• **What is asked**
Write out all of the material below again, switching "white baseboard" to "wooden baseboard" and leaving everything else unchanged.

• **Given data**
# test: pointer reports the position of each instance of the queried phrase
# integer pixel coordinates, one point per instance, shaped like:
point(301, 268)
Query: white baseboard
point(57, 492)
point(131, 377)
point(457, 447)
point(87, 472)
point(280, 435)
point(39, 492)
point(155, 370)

• **Right answer**
# test: pointer reports the position of each instance of the queried phrase
# integer pixel coordinates, one point per instance, shaped like:
point(301, 268)
Query: wooden baseboard
point(57, 492)
point(131, 377)
point(457, 447)
point(87, 472)
point(280, 435)
point(39, 492)
point(155, 370)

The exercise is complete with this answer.